_ABOUT THIS EXERCISE_
Please report, as a single number, how many lines in the entries include the string "fence".

○ ○ ○ ○ ○ ○ ○

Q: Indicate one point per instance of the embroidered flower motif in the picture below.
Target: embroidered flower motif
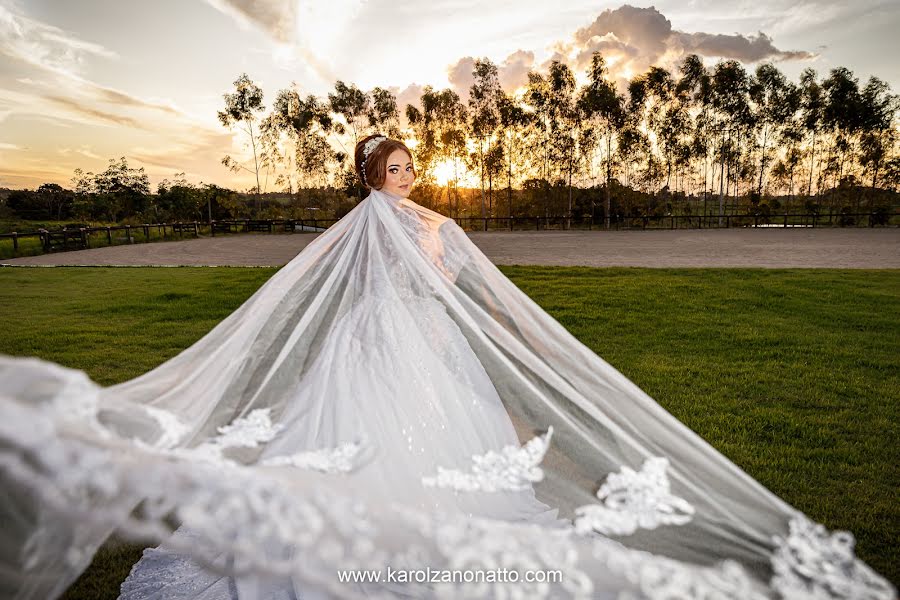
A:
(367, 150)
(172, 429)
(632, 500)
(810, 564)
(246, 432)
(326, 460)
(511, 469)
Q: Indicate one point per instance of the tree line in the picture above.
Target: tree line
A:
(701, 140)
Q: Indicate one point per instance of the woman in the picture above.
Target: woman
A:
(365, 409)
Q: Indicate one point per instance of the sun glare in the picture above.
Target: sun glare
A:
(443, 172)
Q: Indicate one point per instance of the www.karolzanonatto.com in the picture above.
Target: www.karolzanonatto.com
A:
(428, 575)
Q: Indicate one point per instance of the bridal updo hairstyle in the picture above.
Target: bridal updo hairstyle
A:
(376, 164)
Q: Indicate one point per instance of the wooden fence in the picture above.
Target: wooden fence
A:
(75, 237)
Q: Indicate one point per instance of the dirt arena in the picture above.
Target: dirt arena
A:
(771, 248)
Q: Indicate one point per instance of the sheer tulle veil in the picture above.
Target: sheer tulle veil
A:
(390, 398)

○ ○ ○ ○ ○ ○ ○

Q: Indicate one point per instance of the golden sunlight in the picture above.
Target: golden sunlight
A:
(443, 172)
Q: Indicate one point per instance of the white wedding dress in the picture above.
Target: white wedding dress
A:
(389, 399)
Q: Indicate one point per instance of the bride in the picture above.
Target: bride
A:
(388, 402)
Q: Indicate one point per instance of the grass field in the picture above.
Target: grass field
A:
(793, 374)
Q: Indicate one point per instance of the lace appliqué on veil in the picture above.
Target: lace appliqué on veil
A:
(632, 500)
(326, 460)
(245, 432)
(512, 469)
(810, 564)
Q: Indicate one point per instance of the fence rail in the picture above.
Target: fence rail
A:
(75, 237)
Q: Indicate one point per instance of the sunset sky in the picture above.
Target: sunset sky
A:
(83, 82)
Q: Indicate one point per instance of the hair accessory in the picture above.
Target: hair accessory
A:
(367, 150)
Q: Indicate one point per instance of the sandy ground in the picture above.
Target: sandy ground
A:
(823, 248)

○ ○ ○ ○ ○ ○ ○

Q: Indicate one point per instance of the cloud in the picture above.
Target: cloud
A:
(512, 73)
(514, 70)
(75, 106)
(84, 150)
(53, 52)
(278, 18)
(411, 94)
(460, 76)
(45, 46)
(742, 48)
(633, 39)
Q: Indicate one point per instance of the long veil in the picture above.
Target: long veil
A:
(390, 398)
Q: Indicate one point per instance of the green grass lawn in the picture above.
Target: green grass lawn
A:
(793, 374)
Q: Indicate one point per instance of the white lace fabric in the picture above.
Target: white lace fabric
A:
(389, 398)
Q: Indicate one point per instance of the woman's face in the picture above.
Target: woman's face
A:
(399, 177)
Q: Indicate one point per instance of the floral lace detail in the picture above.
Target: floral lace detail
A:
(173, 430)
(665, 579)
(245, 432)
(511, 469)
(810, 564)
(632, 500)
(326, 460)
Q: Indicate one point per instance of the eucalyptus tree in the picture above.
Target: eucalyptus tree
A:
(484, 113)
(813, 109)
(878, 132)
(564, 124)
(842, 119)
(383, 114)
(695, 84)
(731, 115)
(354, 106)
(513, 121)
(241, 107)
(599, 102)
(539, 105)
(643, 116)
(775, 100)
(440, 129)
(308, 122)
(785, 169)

○ ○ ○ ○ ○ ○ ○

_ANSWER SECTION_
4